### Dokumentauszug:
-=-=-=-=-

Auf der Rückfahrt im vergangenen Februar war ich etwas niedergeschlagen. Da hat mein Mann zu mir gesagt: Du brauchst ein neues Ziel im Leben: entweder du engagierst dich in der Forschung für diese Krankheit oder du setzt dir ein sportliches Ziel: die Paralympics 2024 in Paris.

Es sind die Paralympics geworden.

Ich habe mich für den Sport entschieden, weil Triathlon meine Leidenschaft ist und weil ich in der Forschung auch in ein paar Jahren noch arbeiten kann. Also zu einem Zeitpunkt, wenn ich für sportliche Höchstleistungen vermutlich zu alt bin.

-=-=-=-=-

### Datenauszüge:
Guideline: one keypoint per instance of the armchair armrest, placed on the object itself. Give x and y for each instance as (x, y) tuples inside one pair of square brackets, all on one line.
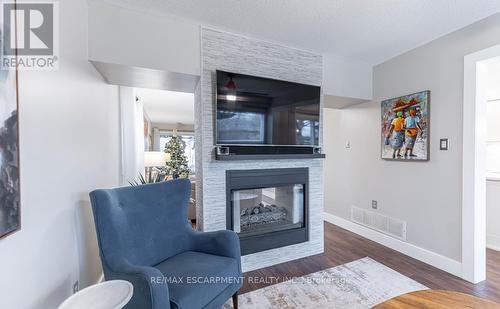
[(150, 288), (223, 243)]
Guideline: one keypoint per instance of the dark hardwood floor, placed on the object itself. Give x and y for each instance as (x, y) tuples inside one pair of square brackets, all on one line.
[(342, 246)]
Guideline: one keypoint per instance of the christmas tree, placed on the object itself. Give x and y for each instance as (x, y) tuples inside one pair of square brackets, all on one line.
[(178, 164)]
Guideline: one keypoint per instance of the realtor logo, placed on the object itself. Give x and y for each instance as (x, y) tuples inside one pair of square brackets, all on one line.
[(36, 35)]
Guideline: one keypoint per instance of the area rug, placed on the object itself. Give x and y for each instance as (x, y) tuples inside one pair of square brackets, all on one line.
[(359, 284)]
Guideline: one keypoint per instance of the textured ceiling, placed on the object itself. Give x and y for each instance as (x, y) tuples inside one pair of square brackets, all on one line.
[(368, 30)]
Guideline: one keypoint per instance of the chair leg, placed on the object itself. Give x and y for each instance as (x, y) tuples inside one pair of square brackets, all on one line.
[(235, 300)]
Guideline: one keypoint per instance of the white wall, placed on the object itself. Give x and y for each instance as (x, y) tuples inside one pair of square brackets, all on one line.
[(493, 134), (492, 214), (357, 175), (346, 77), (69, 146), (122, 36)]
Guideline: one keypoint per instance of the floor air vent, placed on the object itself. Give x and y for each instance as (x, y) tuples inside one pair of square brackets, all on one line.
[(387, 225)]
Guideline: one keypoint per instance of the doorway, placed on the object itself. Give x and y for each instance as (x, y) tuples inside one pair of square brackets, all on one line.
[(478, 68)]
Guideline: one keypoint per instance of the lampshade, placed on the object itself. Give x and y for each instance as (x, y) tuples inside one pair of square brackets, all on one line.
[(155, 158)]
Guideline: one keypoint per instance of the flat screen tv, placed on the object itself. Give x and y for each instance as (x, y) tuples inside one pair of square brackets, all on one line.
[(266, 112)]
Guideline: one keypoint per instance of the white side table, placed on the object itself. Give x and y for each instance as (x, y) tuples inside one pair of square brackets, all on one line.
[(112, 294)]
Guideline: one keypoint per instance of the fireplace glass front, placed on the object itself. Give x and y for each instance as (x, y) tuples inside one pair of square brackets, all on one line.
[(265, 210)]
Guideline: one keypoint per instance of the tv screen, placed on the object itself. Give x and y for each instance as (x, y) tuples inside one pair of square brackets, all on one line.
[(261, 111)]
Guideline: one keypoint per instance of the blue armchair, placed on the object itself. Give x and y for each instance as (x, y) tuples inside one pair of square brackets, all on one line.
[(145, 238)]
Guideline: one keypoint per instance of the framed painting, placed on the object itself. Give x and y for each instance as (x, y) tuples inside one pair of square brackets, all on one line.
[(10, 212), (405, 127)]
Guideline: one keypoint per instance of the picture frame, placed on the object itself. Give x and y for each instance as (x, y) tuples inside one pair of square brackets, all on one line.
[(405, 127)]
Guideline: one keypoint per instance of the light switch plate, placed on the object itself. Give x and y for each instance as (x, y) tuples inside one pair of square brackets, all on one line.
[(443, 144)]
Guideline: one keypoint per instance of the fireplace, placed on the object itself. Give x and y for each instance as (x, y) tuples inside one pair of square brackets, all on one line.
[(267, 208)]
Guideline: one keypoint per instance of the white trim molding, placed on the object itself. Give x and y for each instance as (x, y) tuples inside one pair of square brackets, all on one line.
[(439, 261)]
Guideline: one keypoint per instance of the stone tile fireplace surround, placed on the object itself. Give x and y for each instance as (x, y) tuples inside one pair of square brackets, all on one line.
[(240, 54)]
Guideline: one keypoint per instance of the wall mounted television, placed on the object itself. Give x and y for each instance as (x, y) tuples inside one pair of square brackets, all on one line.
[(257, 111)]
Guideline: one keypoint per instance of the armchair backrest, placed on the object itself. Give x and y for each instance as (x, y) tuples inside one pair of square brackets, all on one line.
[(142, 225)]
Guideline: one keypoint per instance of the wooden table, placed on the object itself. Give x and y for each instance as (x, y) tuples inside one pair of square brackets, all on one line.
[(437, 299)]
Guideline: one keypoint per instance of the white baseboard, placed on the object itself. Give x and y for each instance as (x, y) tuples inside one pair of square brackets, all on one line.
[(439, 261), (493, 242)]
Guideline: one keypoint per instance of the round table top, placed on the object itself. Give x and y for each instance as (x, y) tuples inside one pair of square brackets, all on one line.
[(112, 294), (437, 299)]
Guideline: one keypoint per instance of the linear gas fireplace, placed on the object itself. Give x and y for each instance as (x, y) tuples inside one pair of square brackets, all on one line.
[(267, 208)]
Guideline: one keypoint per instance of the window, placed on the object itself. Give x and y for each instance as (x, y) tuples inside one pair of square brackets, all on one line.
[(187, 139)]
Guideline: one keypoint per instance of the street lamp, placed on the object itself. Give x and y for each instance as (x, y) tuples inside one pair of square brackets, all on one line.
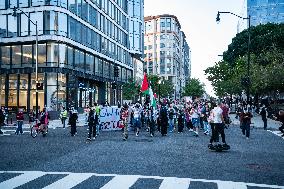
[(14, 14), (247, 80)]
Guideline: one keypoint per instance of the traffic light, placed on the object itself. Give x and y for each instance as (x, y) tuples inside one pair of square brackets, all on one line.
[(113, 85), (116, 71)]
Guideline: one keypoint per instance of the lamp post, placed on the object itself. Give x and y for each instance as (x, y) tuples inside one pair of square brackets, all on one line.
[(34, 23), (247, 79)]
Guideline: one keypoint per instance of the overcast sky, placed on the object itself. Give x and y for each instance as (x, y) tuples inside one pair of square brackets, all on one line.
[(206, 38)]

-=-=-=-=-

Gib aus dem Dokumentauszug den Abschnitt zwischen „Ich habe mich“ und „zu alt bin.“, beide eingeschlossen, wortgetreu wieder.

### Erwartete Ausgabe:
Ich habe mich für den Sport entschieden, weil Triathlon meine Leidenschaft ist und weil ich in der Forschung auch in ein paar Jahren noch arbeiten kann. Also zu einem Zeitpunkt, wenn ich für sportliche Höchstleistungen vermutlich zu alt bin.